• _MATERIALS PROVIDED_:
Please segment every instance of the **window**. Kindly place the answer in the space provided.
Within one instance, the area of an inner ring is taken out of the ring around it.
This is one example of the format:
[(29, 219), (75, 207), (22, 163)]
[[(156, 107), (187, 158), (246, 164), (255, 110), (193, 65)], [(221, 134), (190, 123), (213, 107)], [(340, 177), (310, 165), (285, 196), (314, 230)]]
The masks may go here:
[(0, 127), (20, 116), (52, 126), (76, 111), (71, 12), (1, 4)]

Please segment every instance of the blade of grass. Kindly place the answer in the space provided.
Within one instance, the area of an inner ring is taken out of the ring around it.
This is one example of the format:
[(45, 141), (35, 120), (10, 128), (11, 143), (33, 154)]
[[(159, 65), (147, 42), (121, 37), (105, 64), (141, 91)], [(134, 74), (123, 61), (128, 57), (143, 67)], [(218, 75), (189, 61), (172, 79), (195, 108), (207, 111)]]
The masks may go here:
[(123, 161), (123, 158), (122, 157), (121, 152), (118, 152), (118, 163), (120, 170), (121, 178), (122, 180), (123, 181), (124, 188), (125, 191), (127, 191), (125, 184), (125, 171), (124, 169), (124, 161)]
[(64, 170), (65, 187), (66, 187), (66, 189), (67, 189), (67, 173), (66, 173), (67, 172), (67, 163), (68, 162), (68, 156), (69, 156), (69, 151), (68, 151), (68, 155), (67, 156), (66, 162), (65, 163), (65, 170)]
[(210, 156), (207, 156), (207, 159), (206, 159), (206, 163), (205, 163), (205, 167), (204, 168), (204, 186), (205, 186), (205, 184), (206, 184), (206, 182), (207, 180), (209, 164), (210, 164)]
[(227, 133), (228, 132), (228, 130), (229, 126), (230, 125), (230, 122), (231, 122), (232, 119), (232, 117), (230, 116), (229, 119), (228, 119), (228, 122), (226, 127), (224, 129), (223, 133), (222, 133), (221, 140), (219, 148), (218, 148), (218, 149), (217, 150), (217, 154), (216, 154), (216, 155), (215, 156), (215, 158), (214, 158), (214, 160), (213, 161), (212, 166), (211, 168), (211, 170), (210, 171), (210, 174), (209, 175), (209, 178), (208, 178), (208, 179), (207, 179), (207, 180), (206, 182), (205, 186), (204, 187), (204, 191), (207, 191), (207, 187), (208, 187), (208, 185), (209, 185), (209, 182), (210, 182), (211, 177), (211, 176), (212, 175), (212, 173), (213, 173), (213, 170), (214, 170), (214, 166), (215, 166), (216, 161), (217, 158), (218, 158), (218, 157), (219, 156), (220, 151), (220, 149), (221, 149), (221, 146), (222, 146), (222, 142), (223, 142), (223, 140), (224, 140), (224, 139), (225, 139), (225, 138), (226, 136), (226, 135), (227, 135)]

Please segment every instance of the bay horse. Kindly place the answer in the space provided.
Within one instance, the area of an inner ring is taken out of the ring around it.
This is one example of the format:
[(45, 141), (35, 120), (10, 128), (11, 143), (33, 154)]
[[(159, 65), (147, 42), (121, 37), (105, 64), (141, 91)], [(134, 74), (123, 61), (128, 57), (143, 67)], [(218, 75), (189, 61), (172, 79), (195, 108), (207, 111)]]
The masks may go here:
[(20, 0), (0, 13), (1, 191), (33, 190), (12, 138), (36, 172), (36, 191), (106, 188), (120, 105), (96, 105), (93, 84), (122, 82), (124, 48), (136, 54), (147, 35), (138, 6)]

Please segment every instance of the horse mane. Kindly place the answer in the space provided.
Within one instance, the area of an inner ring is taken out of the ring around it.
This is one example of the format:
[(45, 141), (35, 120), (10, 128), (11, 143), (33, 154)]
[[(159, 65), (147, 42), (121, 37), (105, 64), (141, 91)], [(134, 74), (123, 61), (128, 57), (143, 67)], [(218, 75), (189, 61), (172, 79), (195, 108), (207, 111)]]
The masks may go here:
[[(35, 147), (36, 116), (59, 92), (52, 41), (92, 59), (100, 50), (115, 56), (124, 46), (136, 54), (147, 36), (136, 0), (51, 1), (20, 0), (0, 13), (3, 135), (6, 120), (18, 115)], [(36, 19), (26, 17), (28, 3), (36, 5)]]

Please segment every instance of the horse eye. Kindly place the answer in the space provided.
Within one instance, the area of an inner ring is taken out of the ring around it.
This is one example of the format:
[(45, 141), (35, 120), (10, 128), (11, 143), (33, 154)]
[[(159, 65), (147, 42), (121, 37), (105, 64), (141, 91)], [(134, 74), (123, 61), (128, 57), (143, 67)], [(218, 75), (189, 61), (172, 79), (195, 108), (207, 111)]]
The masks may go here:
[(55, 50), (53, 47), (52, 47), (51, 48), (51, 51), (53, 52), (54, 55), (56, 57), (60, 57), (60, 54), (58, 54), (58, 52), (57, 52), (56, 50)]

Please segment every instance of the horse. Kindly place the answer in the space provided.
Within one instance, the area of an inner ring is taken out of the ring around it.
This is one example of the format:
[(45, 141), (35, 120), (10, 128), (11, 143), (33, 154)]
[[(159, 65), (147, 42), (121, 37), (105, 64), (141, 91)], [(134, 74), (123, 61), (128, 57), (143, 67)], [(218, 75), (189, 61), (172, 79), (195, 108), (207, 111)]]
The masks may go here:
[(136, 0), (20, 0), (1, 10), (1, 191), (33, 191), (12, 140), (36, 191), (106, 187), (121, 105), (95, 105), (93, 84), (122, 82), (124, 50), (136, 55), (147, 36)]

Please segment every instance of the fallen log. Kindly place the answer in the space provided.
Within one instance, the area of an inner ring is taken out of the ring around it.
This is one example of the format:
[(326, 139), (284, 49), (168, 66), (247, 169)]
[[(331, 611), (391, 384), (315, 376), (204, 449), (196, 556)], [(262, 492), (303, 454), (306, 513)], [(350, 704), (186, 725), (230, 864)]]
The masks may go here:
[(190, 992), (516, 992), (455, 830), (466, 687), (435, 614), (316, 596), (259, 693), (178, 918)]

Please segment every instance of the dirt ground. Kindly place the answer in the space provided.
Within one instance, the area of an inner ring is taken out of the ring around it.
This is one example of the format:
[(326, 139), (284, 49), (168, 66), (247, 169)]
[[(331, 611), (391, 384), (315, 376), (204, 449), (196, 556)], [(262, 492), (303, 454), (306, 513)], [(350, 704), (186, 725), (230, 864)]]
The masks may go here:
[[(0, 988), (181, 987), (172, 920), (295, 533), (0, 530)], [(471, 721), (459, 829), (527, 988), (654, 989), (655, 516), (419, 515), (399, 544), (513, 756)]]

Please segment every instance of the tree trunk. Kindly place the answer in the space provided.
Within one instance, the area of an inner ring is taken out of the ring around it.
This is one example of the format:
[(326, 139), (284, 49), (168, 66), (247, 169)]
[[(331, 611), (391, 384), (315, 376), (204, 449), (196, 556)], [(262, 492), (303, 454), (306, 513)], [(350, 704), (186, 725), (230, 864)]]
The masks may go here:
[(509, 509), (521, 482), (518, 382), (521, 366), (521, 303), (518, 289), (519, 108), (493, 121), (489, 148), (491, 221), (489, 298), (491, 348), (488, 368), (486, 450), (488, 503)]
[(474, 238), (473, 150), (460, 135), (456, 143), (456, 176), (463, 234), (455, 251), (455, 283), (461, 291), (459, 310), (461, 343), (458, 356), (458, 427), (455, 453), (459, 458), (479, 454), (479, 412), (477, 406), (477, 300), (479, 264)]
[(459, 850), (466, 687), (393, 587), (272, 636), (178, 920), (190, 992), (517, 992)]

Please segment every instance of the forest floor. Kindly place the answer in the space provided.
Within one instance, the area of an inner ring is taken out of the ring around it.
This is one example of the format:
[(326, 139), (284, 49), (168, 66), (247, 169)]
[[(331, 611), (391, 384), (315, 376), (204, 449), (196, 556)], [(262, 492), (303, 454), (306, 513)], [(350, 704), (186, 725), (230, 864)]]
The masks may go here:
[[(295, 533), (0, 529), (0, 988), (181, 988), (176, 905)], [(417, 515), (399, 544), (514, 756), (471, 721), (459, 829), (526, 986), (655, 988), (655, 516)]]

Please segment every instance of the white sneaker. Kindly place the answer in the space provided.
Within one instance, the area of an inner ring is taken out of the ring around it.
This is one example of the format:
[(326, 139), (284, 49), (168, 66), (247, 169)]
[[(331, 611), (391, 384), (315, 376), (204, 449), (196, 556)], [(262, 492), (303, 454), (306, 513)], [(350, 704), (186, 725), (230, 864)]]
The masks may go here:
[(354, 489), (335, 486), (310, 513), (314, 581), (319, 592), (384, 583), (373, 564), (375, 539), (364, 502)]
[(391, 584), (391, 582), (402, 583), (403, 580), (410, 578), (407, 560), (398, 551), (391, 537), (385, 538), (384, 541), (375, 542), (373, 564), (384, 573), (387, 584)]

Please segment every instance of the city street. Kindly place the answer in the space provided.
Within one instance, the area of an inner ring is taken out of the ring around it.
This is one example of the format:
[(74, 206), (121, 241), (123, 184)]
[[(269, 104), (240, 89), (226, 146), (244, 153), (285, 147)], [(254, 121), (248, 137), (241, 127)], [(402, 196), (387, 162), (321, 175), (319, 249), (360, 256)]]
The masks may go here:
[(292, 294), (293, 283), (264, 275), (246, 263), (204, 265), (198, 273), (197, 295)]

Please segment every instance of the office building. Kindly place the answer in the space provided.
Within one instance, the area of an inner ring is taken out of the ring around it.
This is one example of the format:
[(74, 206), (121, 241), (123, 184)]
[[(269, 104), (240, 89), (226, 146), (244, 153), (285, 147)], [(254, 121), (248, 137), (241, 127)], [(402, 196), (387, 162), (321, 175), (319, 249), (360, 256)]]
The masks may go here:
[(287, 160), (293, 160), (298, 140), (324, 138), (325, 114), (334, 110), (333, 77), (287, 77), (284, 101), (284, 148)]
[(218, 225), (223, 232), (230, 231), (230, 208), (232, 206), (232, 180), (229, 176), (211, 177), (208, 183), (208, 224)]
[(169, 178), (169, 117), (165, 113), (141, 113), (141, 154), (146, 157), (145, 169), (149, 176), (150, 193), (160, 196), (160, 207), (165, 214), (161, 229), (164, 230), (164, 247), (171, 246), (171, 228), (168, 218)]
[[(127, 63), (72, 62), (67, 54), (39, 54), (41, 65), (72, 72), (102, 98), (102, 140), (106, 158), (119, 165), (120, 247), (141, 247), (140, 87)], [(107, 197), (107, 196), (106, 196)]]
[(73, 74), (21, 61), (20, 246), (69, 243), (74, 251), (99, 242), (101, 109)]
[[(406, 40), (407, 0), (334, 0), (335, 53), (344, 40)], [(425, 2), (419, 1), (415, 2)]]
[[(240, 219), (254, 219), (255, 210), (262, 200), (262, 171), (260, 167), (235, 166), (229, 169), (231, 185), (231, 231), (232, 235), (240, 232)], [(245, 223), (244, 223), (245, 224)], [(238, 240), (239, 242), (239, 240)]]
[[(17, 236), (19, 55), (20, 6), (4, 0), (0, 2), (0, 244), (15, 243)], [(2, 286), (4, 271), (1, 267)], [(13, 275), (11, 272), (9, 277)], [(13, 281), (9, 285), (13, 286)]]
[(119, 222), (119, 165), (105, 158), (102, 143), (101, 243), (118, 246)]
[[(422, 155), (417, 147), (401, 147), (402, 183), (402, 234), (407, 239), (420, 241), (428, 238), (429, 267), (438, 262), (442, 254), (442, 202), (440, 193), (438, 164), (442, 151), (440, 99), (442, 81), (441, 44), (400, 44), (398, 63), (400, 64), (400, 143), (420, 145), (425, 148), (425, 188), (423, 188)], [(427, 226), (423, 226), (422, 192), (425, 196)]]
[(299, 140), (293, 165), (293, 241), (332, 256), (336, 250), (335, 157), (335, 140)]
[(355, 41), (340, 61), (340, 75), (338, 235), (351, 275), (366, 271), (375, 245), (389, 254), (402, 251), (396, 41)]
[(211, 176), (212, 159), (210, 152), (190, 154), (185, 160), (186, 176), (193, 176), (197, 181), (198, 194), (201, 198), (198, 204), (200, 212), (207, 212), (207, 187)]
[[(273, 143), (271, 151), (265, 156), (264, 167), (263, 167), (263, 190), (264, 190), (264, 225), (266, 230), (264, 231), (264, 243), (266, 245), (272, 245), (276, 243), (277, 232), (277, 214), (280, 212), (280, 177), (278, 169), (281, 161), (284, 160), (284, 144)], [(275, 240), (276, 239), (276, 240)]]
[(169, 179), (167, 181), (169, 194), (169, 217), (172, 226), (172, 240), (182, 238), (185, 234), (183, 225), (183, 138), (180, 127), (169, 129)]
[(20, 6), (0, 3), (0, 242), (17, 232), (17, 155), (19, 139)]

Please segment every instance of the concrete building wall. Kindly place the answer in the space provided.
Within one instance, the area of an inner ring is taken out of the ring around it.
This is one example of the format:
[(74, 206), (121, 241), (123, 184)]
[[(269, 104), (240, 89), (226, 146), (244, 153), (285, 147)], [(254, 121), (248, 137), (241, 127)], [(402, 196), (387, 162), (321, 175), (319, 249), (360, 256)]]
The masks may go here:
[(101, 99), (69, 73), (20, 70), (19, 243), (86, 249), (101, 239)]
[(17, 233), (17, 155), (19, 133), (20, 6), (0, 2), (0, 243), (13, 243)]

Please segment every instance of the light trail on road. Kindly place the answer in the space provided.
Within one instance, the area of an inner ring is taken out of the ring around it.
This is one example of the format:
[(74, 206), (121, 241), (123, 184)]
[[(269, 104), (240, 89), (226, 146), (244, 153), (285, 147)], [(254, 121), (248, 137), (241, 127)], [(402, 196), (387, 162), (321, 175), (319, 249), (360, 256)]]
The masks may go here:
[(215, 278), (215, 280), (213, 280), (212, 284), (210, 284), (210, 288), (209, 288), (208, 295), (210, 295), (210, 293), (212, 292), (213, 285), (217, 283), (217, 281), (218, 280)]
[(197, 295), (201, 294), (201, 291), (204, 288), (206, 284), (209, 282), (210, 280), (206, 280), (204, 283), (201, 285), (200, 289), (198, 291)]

• _PROMPT_: Copy the entries word for word, from their first line up to and including the line that contains "(71, 12), (1, 4)]".

• _RESPONSE TO THE TASK_:
Please segment every instance of the **window**. Kindly place the answer in the space provided.
Within one instance, the area of an inner ring is taken out of the ring around it.
This is one example of the format:
[(29, 219), (75, 207), (22, 163)]
[[(156, 107), (187, 158), (246, 164), (255, 110), (193, 65)], [(221, 134), (190, 123), (213, 107)], [(340, 177), (310, 165), (285, 196), (314, 230)]]
The masks may go here:
[(0, 127), (20, 116), (52, 126), (76, 111), (71, 12), (1, 4)]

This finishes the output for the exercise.